A male Common Yellowthroat was one of the most striking birds we captured. Yellowthroat numbers have increased on the floodplain since 2010.

We captured a female Black-headed Grosbeak with signs of a brood patch. At least three males sang in the area, one from the tree right over the banding station. We also caught a Gray Catbird, two Yellow Warblers, and a Downy Woodpecker.

We captured two Lewis’s Woodpeckers and outfitted them with Pinpoint GPS units. We later located both of them at nearby nests, allowing us to monitor their tolerance of the units.

Similar to last year, we put color bands on both birds. So far our re-sightings of birds marked last year suggest that Lewis’s Woodpeckers do not show fidelity to nest sites or mates, contrary to previous hypotheses. They do return to the same general area.

MPG Ranch sponsors two research projects related to Gray Catbirds: nestling survival and dispersal, and determination of migration and overwintering locations. The catbird crew retrieved one pinpoint GPS unit this past week. The four GPS locations documented an easterly migration route during fall 2014, and overwintering near the Texas-Louisiana border, over 1,500 miles from breeding grounds on the MPG Ranch.

On May 21, Rapunzel the Osprey traveled to an area near Moose Lake, ~20 miles southwest of Philipsburg, MT. Her transmitter suddenly stopped moving, which usually indicates the bird died or shed the transmitter. Fearing the worst, we raced to the area to investigate.

We walked along the Middle Fork of Rock Creek towards the transmitter’s location. The area was dense with lodgepole pine and Douglas-fir.

## DATA
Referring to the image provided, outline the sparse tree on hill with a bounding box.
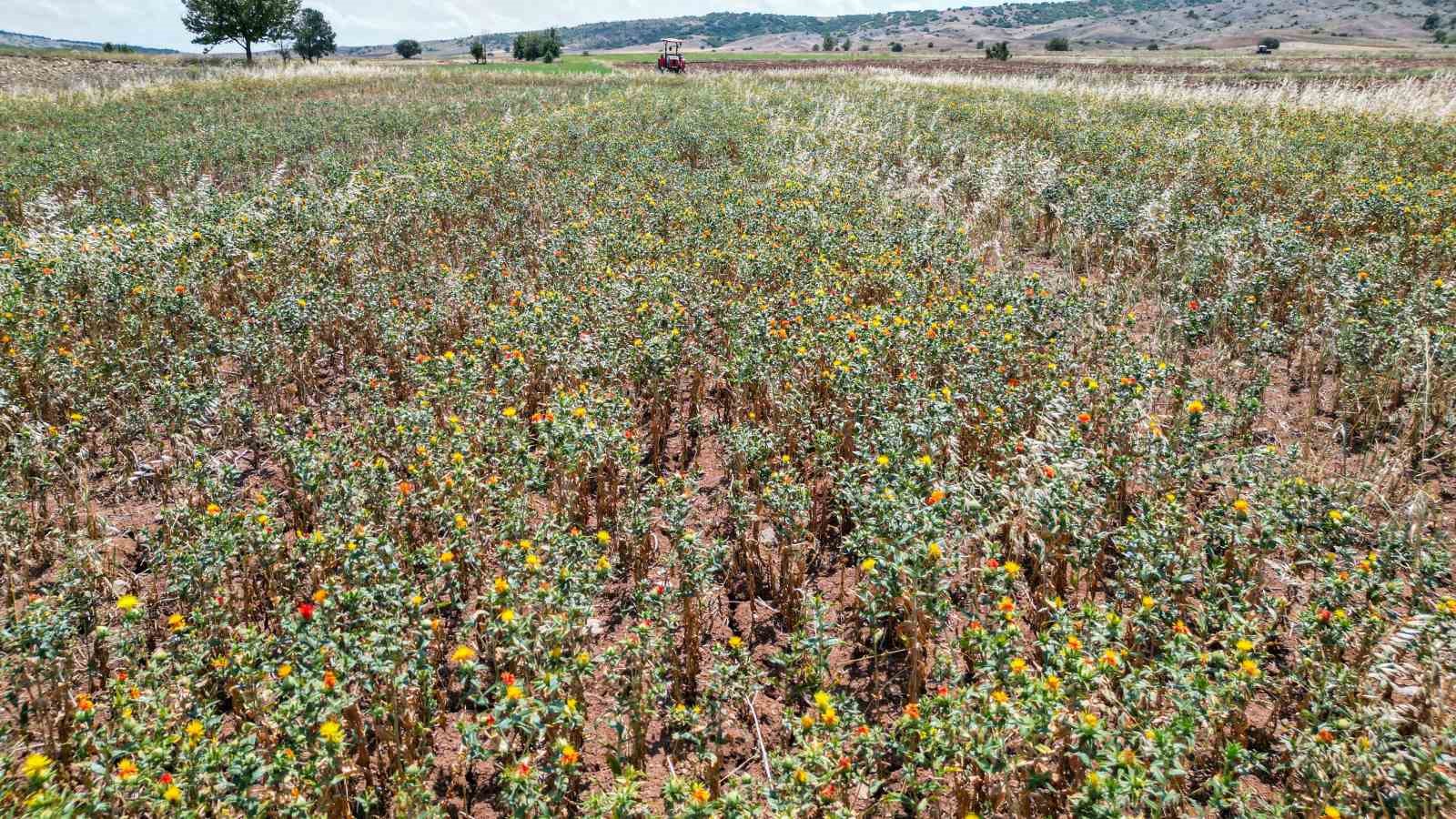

## TASK INSTRUCTIONS
Pick up the MPG Ranch bird field report after its last sentence and write the next part. The data has no connection to the bird field report.

## ANSWER TO THIS TASK
As we watched, a male Osprey flew in with a fish. While he ate, we heard a second Osprey vocalize from the nest.

Unfortunately, we were unable to see the Osprey in the nest during our visit. We searched the ground beneath the nest and did not find Rapunzel’s transmitter. However, we did find the wing of an Osprey about 150 yards from the nest. The flesh on the wing was still fresh, indicating the bird had died recently. Was this sign that Rapunzel died? Or did we find the remains of a different female who Rapunzel replaced?

We received the next locations from Rapunzel’s transmitter on May 27. We were relieved to see she made a five-hour trip towards Philipsburg on May 26. Other than this one movement, almost all of her GPS fixes came from the nesting tree. It appears she was on top of the nest during our visit, and was the bird we heard vocalize while the male ate. This dense concentration of locations strongly indicates incubation. Though she is over a month behind most Osprey in the area, Rapunzel may raise a clutch of young this season. If so, Rapunzel would be the first North American Osprey tracked from birth to breeding via GPS telemetry.

The eggs in all three of the Red-tailed Hawk nests hatched. The young in this nest in Lower Woodchuck are approximately 15-20 days old.

AK-62, the female American Kestrel we outfitted with a Pinpoint GPS transmitter two weeks ago, appears to be handling the unit well. This week we deployed a second transmitter on a female American Kestrel using a nestbox in Sheep Camp.